-- BEGIN --
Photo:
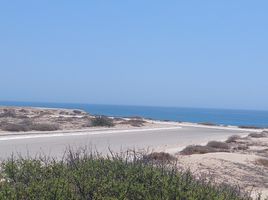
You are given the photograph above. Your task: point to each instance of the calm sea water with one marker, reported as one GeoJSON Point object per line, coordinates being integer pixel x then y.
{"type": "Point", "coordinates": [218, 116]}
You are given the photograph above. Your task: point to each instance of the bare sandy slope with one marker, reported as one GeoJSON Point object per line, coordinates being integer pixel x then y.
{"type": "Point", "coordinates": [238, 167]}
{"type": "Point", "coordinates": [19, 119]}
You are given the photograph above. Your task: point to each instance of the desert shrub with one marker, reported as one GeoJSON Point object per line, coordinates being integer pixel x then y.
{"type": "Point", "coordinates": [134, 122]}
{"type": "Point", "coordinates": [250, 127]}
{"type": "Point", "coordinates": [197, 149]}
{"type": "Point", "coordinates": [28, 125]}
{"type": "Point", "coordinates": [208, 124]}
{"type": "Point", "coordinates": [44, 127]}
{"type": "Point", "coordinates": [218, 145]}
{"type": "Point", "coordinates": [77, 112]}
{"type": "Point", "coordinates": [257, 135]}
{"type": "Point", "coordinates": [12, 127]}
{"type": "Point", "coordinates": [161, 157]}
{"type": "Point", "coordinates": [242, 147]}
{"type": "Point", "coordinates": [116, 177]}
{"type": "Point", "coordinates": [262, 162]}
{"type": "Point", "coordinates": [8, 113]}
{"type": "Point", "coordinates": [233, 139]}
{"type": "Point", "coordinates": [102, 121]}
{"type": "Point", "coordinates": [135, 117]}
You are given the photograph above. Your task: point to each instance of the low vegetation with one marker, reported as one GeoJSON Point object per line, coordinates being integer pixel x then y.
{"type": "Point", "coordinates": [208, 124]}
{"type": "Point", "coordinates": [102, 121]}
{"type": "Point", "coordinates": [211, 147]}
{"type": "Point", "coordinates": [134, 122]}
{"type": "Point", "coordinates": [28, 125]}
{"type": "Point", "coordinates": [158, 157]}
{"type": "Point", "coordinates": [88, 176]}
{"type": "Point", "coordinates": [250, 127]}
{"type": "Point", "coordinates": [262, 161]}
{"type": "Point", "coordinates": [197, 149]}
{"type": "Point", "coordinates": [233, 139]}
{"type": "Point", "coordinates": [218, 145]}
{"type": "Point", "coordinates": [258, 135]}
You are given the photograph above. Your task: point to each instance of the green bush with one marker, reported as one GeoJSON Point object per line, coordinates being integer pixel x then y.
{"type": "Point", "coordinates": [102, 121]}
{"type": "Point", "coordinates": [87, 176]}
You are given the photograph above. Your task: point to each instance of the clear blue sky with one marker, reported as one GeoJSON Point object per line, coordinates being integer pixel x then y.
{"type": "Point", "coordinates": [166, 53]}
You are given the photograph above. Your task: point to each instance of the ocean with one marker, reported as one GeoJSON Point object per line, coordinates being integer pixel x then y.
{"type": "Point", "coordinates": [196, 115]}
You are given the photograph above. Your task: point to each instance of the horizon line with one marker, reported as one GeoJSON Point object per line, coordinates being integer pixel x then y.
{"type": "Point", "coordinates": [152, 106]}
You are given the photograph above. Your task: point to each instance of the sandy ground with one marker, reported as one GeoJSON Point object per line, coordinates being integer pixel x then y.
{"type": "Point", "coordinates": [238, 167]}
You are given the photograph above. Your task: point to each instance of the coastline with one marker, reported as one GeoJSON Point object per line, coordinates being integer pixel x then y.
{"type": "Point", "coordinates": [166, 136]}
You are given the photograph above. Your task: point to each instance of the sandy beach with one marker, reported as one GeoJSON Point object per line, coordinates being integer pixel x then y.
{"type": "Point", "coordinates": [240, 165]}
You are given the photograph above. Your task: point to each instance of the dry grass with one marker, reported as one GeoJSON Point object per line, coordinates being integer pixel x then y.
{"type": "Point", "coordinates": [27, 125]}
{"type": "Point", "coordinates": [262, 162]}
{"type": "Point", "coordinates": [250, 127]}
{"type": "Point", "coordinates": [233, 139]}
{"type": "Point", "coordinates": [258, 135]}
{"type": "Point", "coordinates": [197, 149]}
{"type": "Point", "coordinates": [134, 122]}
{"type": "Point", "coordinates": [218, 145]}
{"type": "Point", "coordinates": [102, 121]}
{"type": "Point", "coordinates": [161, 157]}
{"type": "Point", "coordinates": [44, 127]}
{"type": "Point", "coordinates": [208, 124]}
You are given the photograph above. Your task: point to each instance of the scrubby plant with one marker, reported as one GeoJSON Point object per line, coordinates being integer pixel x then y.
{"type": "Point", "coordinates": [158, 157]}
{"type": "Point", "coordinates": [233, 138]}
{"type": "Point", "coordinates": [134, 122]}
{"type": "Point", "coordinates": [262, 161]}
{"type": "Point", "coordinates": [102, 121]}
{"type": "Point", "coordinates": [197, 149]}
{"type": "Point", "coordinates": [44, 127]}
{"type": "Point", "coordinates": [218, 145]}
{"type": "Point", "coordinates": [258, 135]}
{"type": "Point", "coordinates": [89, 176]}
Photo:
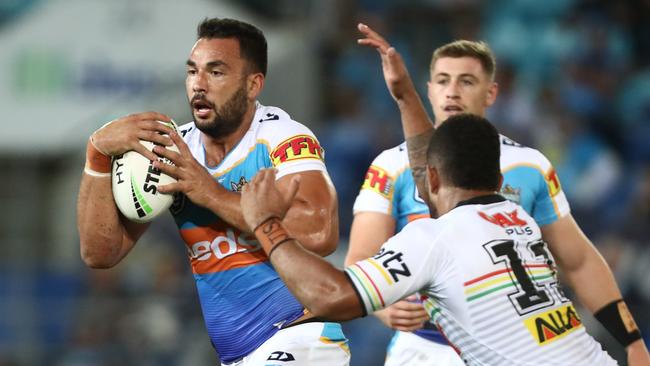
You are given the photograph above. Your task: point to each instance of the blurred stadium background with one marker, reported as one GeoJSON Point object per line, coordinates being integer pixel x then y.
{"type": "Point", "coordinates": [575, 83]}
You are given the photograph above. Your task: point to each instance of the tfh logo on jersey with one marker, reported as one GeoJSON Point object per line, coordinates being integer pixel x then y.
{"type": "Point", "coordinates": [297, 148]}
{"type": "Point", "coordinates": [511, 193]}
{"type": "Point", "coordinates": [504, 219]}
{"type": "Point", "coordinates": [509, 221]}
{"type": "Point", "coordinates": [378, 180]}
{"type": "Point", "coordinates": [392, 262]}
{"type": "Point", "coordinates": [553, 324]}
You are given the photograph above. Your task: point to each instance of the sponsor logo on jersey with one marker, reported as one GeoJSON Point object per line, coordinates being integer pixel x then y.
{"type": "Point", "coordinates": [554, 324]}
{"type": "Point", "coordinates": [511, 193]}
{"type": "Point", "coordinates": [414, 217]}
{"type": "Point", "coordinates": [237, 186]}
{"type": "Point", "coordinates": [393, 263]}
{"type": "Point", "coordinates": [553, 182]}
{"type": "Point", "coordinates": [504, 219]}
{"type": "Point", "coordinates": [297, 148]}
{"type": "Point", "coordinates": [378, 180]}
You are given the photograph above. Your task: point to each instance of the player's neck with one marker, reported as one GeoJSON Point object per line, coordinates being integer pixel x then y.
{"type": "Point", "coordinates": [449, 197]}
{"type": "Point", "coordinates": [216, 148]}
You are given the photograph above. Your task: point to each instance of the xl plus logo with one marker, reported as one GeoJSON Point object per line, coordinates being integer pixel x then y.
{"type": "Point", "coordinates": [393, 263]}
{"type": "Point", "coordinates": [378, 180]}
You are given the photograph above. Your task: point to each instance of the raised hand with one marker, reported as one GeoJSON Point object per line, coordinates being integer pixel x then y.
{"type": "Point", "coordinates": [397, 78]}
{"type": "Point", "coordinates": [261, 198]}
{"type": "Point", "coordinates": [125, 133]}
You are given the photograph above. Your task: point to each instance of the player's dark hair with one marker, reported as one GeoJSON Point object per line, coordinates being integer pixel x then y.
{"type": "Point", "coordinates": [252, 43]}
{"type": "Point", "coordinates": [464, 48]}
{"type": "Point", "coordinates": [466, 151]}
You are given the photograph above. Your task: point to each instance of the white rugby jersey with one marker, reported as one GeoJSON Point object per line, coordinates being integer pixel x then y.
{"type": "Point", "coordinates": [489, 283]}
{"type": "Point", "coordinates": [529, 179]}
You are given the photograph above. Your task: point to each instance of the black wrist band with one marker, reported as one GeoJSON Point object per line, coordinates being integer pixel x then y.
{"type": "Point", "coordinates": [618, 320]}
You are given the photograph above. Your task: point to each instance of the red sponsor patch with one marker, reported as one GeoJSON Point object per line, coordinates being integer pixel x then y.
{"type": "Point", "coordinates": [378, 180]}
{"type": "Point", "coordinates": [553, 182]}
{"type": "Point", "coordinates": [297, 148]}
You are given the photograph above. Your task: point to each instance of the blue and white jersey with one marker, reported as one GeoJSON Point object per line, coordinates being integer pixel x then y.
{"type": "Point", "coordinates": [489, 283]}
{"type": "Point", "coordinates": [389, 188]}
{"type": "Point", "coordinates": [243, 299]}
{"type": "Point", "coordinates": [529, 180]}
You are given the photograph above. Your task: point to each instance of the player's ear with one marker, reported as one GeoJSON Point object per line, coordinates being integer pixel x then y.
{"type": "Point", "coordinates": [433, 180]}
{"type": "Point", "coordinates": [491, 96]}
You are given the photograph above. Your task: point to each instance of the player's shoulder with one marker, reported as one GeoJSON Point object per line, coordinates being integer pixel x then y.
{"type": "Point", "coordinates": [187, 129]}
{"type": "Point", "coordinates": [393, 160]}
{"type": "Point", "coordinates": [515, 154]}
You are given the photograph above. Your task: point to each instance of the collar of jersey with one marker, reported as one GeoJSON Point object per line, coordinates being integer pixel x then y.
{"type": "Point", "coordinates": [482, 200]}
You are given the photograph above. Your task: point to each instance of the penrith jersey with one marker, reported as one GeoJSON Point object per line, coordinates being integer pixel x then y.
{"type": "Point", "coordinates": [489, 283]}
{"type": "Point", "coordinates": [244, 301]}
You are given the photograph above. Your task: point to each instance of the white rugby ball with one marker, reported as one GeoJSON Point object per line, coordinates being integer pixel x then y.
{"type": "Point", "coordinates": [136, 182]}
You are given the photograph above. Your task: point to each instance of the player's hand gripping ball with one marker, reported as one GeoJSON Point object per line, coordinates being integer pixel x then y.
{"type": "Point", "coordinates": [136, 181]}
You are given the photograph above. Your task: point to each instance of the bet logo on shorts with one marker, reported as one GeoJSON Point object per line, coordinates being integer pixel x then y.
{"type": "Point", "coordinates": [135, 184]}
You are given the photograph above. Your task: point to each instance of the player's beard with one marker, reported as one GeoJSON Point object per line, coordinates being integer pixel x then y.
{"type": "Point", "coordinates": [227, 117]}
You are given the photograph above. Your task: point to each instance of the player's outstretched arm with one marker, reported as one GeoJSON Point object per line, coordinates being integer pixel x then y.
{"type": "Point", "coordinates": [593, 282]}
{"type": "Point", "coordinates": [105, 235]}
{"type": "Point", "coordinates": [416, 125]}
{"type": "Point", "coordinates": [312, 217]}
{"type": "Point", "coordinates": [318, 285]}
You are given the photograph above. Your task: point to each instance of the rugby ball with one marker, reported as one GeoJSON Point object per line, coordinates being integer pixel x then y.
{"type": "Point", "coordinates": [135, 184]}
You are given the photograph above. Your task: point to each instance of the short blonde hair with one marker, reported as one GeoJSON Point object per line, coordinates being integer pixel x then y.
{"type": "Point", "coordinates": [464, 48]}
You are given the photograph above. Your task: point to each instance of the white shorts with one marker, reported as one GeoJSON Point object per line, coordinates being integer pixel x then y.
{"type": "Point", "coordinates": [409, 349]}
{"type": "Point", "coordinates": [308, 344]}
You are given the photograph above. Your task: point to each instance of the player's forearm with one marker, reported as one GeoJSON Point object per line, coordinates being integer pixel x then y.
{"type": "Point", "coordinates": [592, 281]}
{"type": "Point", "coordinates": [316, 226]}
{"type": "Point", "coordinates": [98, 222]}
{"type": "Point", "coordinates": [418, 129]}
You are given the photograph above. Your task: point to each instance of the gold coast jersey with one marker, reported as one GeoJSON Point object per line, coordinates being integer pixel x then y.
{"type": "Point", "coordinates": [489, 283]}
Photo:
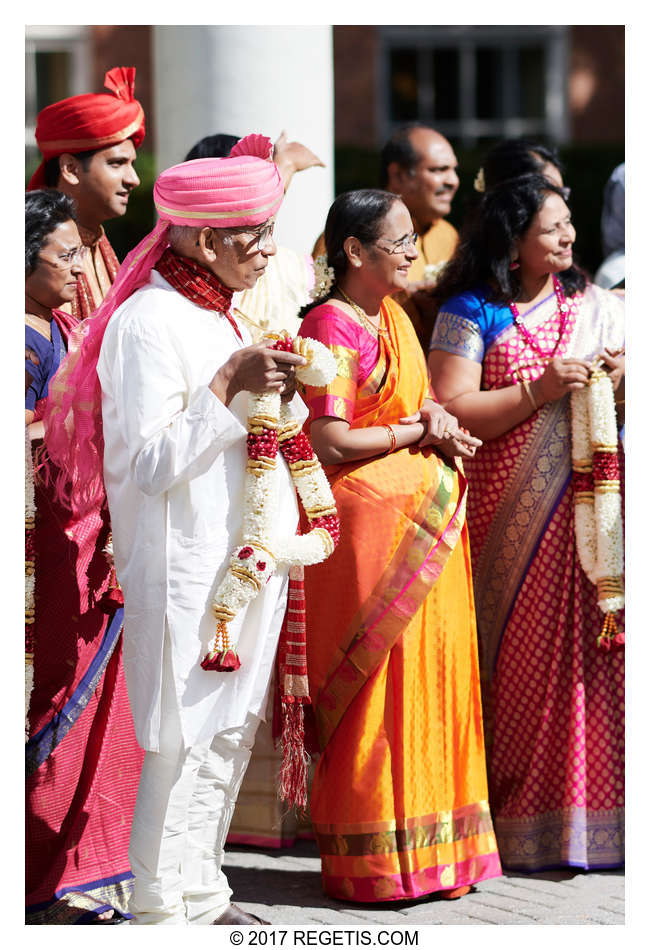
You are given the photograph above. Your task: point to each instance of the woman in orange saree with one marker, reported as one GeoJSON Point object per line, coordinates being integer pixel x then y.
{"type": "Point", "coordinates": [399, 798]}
-- END --
• _What this task involves_
Reproduce the records from the line containing "of the short" through the end of the records, substituting "dot" for every "marker" and leaving everything else unchanged. Leave the pictures out of your answer.

• _Exercise response_
You are given the photograph above. Your task: point to each instance of the short blonde hair with one dot, reported as one GeoJSON Point object per line, coordinates being integer pixel x then y.
{"type": "Point", "coordinates": [464, 48]}
You are given the photograph above. Your task: point to each instance of the white shorts with one dot, reported as one GeoJSON Point object per line, coordinates being integer pixel x then y.
{"type": "Point", "coordinates": [409, 349]}
{"type": "Point", "coordinates": [308, 344]}
You are given the photograph above. Your task: point to each instance of the player's forearm with one dot, reported as one GeoJSON Point object per line, coordinates being integer pixel x then y.
{"type": "Point", "coordinates": [592, 281]}
{"type": "Point", "coordinates": [316, 226]}
{"type": "Point", "coordinates": [98, 222]}
{"type": "Point", "coordinates": [418, 129]}
You are given the photograph above. Your task: point to each instance of the gold coast jersey with one dot, reported as one GeoJSON Point object per line, coordinates being integer pixel x then y.
{"type": "Point", "coordinates": [489, 283]}
Photo:
You are given the photograph above. Your task: point to each instance of the woman in orange saree with one dot, reported as one GeoJSON Point object per line, coordinates being integer pixel x then y.
{"type": "Point", "coordinates": [399, 798]}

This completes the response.